### EXERCISE DESCRIPTION
Treat the line containing "If you would be willing to indicate the shrub" as the first line and the final line of the material below as the last; reproduce that range exactly.

### SUPPLIED MATERIAL
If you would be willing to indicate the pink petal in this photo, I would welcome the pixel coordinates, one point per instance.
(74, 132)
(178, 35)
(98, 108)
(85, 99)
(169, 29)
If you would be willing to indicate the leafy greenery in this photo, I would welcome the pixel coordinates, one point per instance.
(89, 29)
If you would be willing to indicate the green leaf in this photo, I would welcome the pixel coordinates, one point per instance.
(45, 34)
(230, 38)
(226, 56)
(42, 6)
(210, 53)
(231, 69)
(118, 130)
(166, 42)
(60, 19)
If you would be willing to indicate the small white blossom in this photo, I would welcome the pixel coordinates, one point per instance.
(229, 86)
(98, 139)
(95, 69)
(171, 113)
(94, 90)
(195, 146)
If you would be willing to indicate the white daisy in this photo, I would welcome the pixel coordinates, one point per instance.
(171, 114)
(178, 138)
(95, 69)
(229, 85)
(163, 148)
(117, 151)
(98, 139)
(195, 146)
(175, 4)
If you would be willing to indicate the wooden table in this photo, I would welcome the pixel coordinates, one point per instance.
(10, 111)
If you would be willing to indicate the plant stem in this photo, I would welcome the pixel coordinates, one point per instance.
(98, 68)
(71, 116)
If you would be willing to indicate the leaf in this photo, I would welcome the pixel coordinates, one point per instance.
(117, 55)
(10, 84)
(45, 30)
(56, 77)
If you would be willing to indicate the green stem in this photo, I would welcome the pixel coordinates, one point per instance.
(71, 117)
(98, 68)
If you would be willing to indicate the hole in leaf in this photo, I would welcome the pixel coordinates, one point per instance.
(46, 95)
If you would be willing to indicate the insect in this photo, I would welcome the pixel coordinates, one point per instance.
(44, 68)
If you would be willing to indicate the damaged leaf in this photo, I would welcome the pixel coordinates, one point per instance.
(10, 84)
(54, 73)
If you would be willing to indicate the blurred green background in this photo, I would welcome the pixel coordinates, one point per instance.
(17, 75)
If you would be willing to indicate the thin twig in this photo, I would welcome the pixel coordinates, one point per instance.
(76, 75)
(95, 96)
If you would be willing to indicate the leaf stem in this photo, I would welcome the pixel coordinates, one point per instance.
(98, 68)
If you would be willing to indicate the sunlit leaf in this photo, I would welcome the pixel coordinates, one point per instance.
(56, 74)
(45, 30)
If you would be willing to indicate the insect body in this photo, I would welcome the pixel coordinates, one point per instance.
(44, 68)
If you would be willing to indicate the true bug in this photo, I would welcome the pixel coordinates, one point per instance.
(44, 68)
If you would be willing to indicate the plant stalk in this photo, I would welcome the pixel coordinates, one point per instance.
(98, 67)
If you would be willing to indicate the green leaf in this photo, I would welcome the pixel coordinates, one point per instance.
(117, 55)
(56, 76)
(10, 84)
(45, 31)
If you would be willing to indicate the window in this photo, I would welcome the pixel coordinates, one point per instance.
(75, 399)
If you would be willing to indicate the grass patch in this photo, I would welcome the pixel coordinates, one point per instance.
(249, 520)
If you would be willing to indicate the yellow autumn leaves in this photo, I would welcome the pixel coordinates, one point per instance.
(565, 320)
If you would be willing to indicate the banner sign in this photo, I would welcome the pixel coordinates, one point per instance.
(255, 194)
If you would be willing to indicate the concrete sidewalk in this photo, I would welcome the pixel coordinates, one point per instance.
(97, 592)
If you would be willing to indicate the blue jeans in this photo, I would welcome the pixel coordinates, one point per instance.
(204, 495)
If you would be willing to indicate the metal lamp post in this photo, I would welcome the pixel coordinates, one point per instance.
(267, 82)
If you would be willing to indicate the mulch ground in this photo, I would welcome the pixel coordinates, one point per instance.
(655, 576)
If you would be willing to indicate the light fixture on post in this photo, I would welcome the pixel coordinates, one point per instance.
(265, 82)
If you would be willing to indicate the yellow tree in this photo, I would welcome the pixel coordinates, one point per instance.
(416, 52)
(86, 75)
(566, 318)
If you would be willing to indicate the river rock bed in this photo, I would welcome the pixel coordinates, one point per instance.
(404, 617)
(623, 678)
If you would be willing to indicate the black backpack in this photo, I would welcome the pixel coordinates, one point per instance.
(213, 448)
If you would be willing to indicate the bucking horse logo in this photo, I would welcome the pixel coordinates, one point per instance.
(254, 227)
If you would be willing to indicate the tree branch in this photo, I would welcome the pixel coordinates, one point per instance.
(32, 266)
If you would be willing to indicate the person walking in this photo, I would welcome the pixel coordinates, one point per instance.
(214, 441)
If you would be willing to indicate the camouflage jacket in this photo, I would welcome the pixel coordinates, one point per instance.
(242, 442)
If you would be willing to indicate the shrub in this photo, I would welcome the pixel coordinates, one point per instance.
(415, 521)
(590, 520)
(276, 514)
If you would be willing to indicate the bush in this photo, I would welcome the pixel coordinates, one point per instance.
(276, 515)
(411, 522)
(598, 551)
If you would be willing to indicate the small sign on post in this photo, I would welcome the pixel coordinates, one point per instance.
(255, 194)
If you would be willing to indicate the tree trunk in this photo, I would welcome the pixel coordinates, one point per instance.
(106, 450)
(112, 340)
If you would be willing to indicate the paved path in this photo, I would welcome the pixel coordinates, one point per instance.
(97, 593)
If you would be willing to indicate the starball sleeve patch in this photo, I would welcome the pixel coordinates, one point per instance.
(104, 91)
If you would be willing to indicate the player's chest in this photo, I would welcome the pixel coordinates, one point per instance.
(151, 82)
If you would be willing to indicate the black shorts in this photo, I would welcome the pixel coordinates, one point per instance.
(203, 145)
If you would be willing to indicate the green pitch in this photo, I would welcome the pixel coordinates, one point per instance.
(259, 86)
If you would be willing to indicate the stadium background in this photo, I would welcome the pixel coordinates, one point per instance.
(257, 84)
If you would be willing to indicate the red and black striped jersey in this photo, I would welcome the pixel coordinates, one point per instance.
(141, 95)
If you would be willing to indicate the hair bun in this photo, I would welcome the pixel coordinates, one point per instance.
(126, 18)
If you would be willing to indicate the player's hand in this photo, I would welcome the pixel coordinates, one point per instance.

### TASK SOLUTION
If you would be willing to indicate the shrub in this photo, I would welcome the pixel coordinates, one point per instance.
(415, 521)
(590, 520)
(276, 514)
If you would be willing to indicate the bush in this photo, I would welcome the pixel coordinates, one point per instance.
(276, 515)
(411, 522)
(598, 551)
If you would be willing to indicate the small sign on post in this photo, I would welcome the pixel coordinates, one point per instance.
(255, 194)
If you would be willing to indicate the tree trunk in this photo, I would welcome the pixel coordinates, one point per instance.
(106, 450)
(112, 340)
If you would be willing to indicate the paved path in this photo, I would welcome the pixel coordinates, one point per instance.
(97, 593)
If you would be willing to indicate the starball sleeve patch in this photo, I would welcome the pixel coordinates, one point per instance.
(104, 91)
If you would be willing to indicate the player's chest in this photo, I would welcome the pixel coordinates, one point per instance.
(151, 82)
If you would be willing to indicate the black shorts in this photo, I would welcome the pixel coordinates, one point per instance.
(203, 145)
If you would be willing to indicate the green pitch in this photo, I would welcome the pixel coordinates, one point per instance.
(259, 86)
If you would be willing to indicate the stadium background in this photo, I would welcome the pixel coordinates, one point per instance.
(257, 84)
If you would be willing to indicate the red and black striped jersey in this photo, I would welcome the pixel coordinates, one point per instance.
(141, 95)
If you would be willing to indicate the hair bun in this photo, I would welcome the pixel coordinates, one point per instance.
(126, 18)
If you would be willing to indicate the player's hand in this photo, I would welcome the pixel coordinates, one point per instance.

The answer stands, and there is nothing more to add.